WORK TO BE COMPLETED:
In the data below, find the line containing "Please locate the green unripe"; reproduce that line and all subsequent lines exactly, and nothing else.

[Collection entries]
---

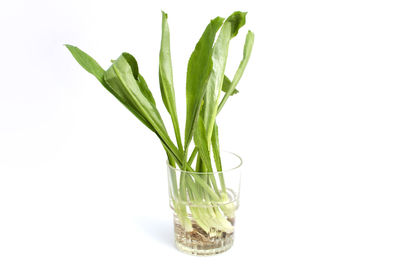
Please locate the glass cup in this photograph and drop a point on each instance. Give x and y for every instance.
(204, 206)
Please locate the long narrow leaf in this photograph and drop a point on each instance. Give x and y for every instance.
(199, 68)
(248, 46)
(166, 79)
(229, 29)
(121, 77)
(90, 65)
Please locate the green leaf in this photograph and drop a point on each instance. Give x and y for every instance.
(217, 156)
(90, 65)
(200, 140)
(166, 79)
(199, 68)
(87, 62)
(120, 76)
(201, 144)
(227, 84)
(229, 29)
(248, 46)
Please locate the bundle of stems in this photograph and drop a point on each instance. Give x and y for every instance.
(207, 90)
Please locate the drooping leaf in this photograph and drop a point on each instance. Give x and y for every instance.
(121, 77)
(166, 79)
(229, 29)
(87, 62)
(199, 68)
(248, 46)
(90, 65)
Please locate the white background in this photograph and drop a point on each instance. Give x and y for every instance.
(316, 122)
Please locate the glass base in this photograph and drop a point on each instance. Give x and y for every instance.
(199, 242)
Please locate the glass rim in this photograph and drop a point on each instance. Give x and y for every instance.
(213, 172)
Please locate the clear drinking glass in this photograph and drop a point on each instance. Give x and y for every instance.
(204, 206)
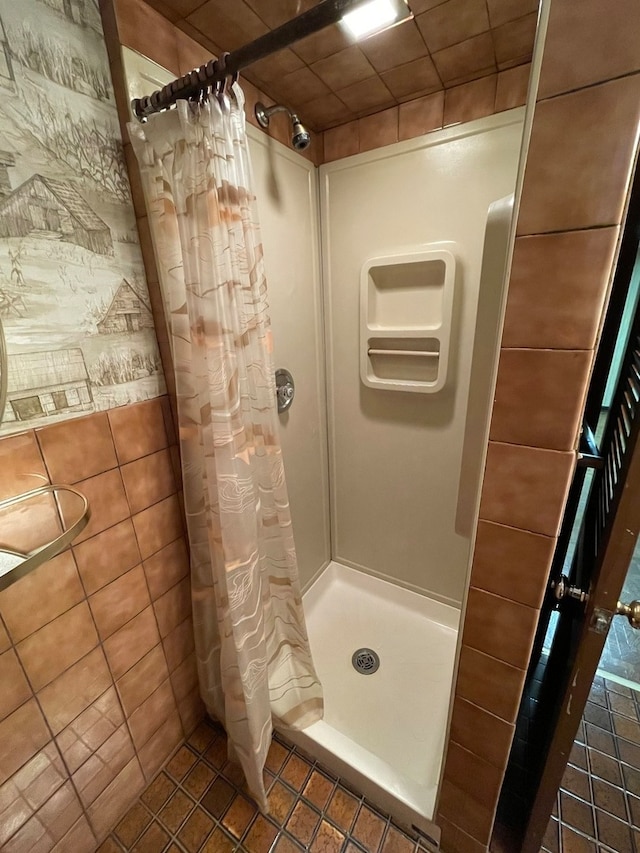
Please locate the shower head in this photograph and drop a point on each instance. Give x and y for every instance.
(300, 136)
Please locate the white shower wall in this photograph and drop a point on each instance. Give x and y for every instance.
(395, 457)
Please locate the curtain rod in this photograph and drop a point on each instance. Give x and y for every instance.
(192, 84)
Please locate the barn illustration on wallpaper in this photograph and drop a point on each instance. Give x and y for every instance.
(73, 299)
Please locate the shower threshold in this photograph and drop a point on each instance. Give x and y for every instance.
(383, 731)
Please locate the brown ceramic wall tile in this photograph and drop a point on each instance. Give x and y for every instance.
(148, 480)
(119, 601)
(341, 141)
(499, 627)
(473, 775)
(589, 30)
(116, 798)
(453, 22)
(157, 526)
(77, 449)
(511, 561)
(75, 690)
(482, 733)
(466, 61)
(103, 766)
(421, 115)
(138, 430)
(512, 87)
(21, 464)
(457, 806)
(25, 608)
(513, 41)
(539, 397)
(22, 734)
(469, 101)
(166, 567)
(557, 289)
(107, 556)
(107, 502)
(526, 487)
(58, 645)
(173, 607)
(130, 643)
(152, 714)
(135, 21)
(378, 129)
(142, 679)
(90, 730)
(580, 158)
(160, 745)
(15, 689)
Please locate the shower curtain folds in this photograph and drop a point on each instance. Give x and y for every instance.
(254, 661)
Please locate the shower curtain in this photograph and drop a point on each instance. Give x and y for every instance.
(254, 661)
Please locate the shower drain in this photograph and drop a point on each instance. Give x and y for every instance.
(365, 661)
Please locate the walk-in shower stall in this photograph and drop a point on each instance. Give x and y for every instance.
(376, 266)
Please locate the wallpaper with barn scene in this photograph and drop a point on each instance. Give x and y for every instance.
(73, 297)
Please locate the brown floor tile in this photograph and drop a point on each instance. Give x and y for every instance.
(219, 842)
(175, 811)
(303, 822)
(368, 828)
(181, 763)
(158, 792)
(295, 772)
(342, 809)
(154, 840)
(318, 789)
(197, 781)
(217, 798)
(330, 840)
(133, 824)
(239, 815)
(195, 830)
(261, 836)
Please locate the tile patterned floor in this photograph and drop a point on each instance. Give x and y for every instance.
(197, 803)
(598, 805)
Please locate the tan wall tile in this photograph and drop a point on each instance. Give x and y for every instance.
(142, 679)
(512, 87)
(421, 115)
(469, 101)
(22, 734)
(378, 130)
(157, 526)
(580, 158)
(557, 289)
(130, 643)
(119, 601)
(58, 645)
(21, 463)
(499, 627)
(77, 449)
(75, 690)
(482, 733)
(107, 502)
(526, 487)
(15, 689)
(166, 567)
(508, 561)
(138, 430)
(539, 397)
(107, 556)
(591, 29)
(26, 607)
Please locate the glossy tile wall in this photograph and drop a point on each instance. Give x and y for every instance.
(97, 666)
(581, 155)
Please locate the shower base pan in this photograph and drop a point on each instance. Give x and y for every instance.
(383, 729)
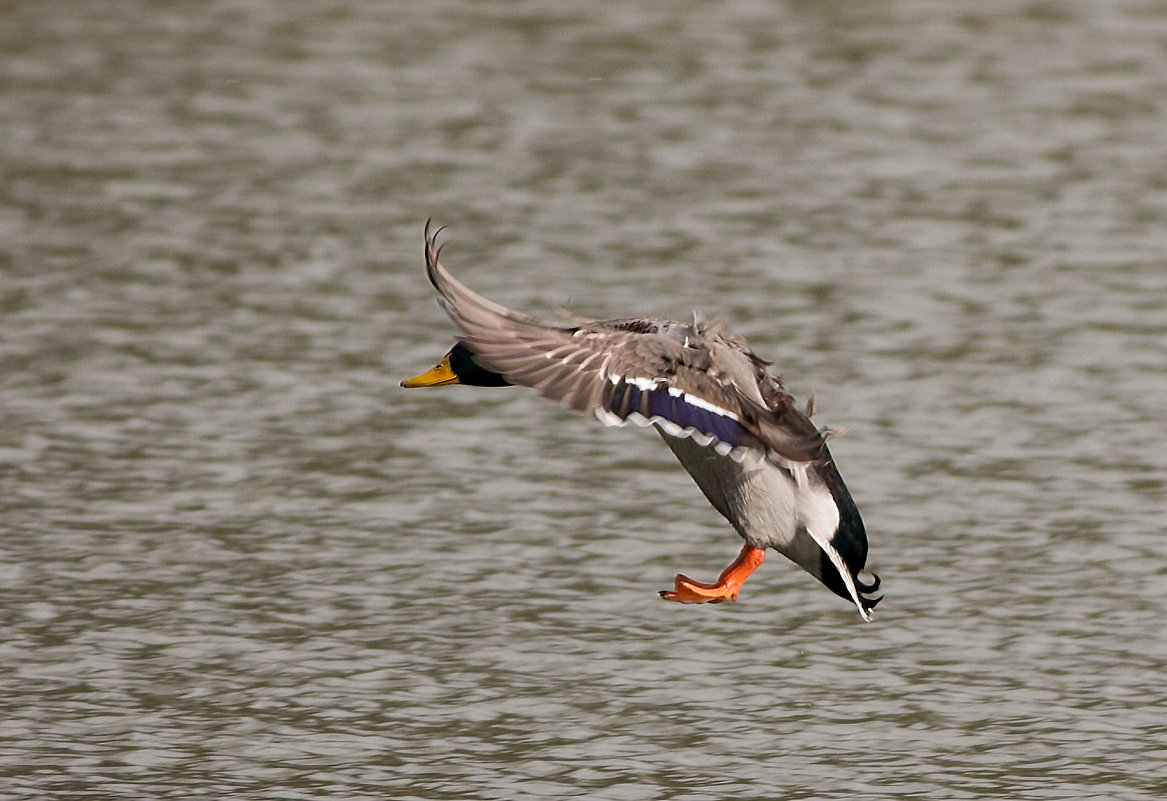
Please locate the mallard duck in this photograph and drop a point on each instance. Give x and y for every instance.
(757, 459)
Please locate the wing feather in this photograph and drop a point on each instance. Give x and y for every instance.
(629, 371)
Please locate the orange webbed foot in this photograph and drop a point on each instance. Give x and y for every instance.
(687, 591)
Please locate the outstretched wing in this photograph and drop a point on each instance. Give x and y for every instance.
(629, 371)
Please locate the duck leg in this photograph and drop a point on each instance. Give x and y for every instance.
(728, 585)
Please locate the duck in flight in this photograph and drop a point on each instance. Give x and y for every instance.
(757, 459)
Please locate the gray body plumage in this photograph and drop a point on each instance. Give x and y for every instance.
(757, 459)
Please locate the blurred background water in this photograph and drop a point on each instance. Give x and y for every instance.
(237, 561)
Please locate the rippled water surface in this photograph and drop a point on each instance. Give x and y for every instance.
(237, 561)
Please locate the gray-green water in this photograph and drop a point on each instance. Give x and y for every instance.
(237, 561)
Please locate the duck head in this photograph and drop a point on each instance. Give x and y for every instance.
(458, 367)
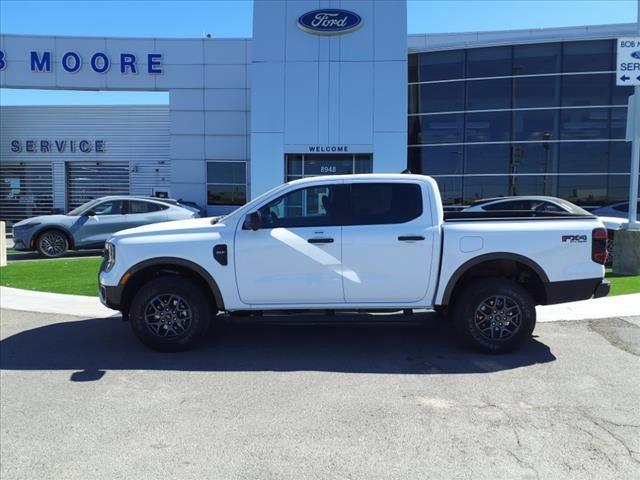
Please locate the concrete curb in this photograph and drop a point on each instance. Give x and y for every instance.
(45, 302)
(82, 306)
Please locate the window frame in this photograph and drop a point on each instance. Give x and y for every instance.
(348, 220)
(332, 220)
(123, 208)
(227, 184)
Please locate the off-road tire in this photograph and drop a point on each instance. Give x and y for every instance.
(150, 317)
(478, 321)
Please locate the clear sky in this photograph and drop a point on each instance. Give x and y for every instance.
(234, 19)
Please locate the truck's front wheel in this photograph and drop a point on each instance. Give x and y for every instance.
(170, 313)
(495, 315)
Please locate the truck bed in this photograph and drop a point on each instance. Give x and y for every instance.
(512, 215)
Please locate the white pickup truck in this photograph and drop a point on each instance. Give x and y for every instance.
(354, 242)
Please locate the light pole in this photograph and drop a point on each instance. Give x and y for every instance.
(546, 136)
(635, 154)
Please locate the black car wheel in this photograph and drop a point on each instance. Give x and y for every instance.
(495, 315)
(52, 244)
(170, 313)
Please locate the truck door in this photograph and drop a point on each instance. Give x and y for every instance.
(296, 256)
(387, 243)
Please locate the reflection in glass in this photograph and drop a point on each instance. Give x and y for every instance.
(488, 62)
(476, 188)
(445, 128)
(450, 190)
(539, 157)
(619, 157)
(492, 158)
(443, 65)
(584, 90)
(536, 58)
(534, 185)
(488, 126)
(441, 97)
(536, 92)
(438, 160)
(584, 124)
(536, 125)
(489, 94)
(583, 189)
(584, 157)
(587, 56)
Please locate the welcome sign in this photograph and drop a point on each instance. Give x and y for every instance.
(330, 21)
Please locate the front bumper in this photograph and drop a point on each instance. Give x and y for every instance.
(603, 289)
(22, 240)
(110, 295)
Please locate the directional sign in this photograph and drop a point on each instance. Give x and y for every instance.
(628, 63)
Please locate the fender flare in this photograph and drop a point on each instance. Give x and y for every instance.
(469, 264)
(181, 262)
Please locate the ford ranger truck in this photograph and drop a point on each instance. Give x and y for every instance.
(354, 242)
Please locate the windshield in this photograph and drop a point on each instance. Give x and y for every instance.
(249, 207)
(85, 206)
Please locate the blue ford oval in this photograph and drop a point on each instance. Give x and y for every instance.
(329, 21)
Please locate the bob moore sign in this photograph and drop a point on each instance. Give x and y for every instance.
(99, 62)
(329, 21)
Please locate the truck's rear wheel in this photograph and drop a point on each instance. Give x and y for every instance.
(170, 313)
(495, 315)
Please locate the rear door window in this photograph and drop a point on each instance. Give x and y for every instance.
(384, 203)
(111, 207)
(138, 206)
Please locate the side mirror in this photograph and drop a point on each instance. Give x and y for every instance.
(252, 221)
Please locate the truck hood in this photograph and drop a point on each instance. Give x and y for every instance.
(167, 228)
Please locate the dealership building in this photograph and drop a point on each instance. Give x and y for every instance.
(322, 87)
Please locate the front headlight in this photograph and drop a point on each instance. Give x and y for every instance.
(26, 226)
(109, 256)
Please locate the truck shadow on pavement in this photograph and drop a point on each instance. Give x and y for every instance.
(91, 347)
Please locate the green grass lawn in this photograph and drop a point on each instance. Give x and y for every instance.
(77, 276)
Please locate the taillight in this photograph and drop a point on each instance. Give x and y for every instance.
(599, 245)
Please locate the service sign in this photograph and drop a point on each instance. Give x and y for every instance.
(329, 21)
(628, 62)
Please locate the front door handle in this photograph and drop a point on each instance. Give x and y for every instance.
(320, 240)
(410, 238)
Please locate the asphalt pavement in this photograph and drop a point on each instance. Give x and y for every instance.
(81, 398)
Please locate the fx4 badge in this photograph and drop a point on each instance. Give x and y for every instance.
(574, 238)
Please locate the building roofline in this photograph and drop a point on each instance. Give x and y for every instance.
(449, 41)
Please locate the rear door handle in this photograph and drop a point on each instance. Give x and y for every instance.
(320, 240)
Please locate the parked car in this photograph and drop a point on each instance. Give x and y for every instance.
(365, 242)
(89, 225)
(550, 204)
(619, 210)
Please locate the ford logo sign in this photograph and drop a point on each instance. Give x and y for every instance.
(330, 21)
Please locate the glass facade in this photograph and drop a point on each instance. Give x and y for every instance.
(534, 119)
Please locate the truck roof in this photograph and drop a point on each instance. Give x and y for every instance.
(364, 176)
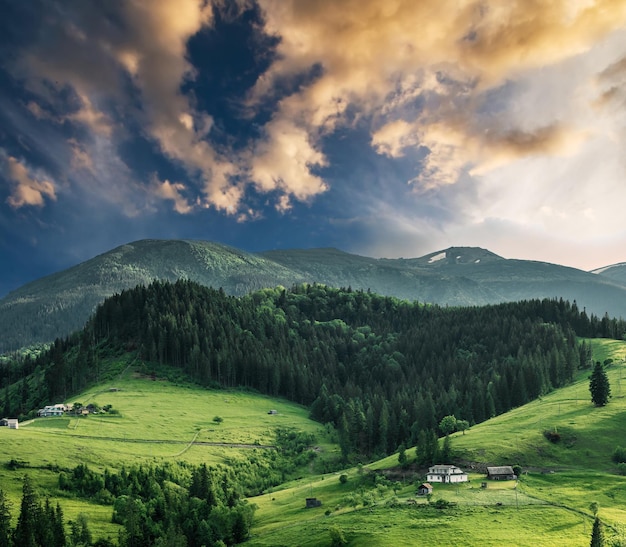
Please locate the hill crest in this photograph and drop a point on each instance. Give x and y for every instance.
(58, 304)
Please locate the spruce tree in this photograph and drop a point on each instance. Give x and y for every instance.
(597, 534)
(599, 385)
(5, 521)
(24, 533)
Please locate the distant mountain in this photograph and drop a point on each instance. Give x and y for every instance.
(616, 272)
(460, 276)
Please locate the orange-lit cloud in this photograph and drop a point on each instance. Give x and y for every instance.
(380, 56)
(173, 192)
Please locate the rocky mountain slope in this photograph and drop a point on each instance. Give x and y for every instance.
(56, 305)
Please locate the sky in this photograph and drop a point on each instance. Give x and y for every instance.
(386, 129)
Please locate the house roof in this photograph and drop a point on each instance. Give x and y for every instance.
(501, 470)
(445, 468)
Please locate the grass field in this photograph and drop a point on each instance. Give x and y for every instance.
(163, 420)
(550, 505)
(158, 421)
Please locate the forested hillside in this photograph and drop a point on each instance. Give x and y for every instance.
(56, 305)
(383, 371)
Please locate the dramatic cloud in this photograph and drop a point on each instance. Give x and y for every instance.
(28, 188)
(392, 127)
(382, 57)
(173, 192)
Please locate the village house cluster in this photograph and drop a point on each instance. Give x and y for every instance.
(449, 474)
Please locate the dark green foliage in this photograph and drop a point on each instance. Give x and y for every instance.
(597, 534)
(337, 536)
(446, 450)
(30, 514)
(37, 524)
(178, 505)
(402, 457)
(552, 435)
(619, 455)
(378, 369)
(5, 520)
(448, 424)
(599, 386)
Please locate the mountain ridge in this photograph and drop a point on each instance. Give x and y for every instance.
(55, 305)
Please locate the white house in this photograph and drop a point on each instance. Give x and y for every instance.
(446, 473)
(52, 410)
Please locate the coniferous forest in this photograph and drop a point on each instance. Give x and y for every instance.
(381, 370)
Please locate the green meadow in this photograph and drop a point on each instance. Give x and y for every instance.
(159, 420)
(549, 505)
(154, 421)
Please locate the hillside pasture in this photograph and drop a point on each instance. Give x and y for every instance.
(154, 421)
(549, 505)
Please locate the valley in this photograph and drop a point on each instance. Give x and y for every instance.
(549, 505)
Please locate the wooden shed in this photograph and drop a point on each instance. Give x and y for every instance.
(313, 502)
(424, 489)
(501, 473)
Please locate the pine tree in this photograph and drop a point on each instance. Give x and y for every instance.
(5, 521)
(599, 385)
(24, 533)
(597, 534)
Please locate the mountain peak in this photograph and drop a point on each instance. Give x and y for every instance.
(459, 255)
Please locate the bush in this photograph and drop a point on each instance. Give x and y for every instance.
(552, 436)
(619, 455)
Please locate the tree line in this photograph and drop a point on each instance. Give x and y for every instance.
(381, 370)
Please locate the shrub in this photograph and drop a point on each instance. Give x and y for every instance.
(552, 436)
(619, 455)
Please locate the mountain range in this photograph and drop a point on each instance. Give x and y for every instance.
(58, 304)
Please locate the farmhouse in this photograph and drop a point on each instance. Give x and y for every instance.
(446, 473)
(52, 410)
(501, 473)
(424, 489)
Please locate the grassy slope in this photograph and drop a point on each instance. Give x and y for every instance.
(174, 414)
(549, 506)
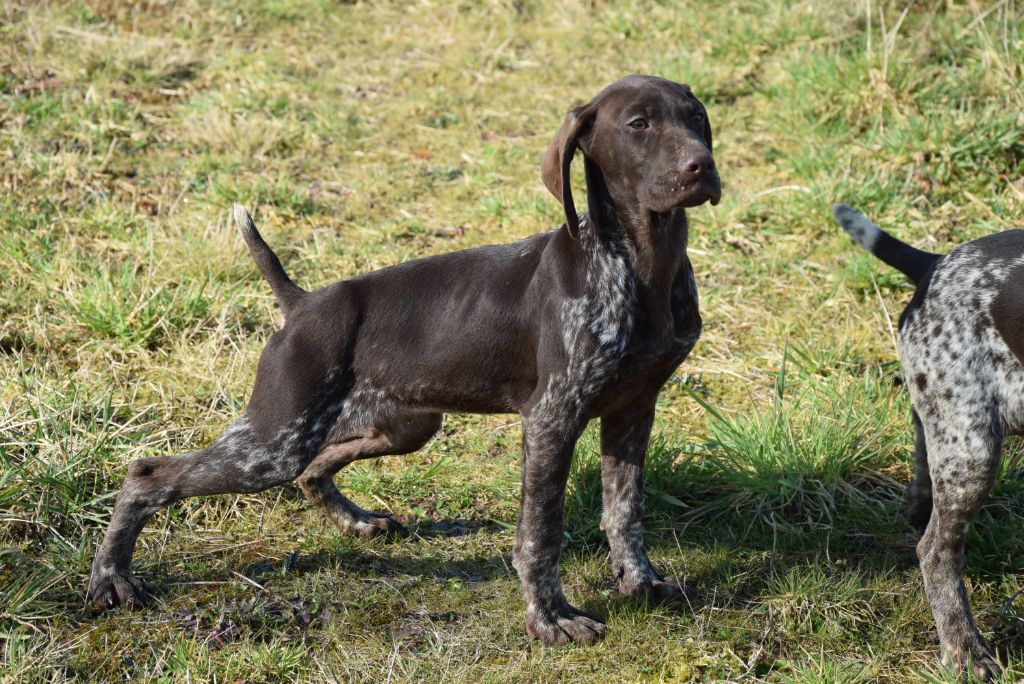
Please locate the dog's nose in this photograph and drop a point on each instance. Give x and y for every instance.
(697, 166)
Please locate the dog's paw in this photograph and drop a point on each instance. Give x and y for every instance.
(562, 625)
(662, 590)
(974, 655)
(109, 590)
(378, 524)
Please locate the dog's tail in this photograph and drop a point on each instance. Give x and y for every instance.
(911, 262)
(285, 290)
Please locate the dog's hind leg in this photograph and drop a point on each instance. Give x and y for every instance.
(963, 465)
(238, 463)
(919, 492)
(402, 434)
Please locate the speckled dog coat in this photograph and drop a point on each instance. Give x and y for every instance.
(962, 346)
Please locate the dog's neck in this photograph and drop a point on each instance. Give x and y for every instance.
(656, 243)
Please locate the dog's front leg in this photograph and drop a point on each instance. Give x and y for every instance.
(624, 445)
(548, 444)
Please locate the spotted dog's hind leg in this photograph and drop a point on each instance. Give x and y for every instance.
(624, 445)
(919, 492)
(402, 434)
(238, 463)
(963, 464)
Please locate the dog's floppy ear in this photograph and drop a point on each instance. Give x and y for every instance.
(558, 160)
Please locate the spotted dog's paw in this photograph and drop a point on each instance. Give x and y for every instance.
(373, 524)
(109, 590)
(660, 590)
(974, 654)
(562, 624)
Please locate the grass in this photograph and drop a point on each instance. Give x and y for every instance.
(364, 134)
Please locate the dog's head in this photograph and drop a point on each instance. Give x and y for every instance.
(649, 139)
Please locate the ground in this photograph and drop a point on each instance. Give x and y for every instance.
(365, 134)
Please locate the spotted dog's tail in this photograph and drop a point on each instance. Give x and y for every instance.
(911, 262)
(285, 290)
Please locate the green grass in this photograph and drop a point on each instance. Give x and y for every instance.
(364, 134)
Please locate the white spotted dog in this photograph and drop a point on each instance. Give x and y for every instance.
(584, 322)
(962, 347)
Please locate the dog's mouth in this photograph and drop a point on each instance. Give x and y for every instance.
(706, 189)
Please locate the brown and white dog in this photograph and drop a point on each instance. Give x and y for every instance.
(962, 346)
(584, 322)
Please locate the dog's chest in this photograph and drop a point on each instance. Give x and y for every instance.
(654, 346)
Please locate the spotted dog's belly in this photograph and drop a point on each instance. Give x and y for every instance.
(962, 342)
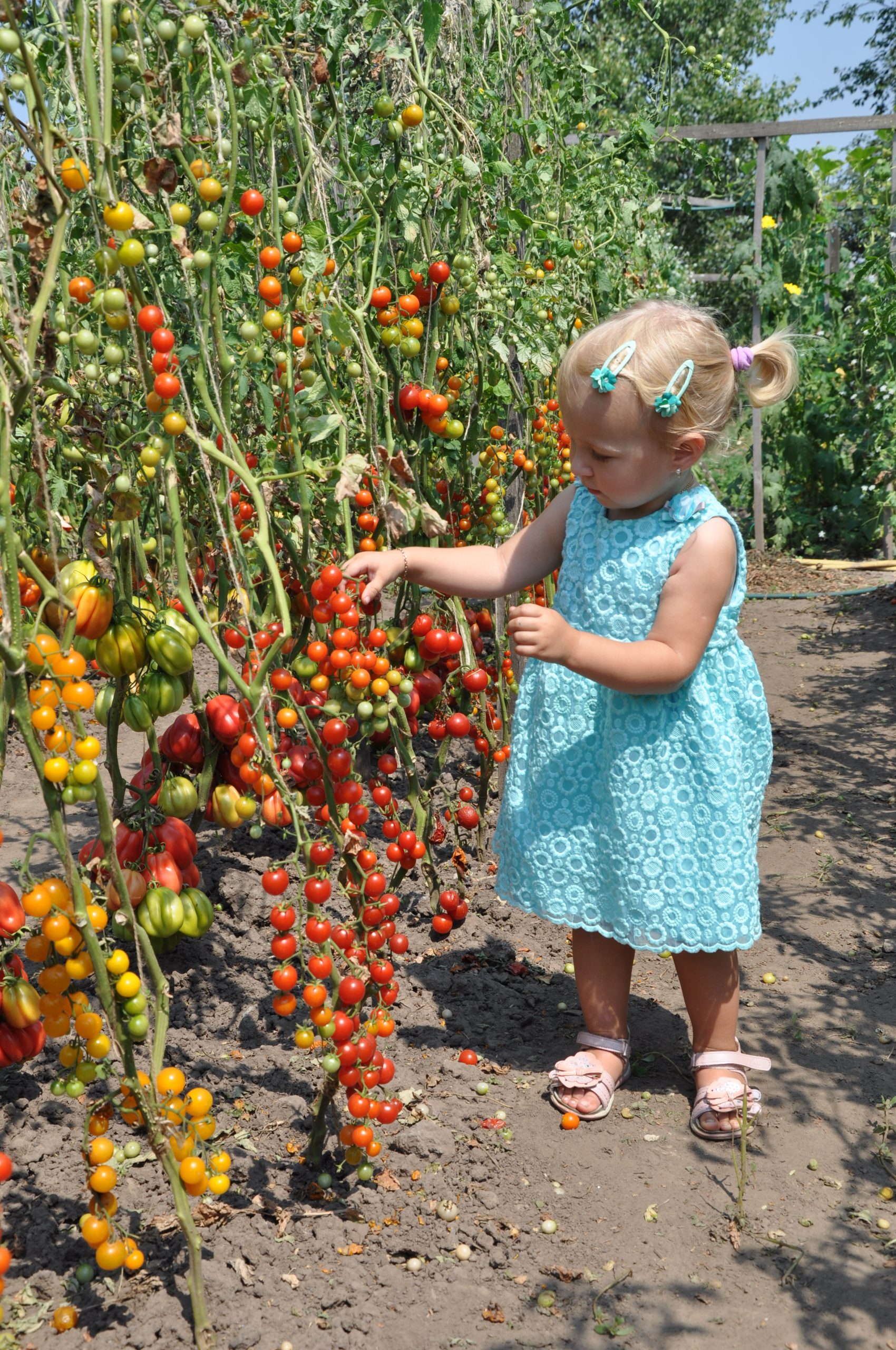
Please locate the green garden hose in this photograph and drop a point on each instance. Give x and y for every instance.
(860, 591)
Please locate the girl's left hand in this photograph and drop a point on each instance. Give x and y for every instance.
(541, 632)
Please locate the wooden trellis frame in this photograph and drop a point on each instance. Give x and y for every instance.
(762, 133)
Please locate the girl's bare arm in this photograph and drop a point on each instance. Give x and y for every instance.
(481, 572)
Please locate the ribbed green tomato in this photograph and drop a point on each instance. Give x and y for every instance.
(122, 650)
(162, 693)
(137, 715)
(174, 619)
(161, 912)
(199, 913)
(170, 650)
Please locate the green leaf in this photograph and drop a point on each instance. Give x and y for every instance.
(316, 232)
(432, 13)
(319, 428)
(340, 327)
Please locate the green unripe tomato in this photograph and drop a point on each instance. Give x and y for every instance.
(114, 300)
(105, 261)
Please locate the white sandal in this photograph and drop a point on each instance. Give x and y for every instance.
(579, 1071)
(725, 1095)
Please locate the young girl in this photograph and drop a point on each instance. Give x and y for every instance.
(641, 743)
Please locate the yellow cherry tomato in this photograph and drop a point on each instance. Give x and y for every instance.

---

RESPONSE TO THIS TASK:
Please locate the green unripe tomato in this photograph and drop a point on each instance. Give x and y for every instance.
(114, 300)
(105, 261)
Please locate the white sandal in this photograph and drop a point on each instance. Give x and y for every instance.
(579, 1071)
(725, 1095)
Please locate the young girl in this photograph and drop a point on each instance. Give x and y for every instance.
(641, 743)
Please locate the yellow cherry tomato in this photograph and drop a point on each instance. Give x and y for every instance.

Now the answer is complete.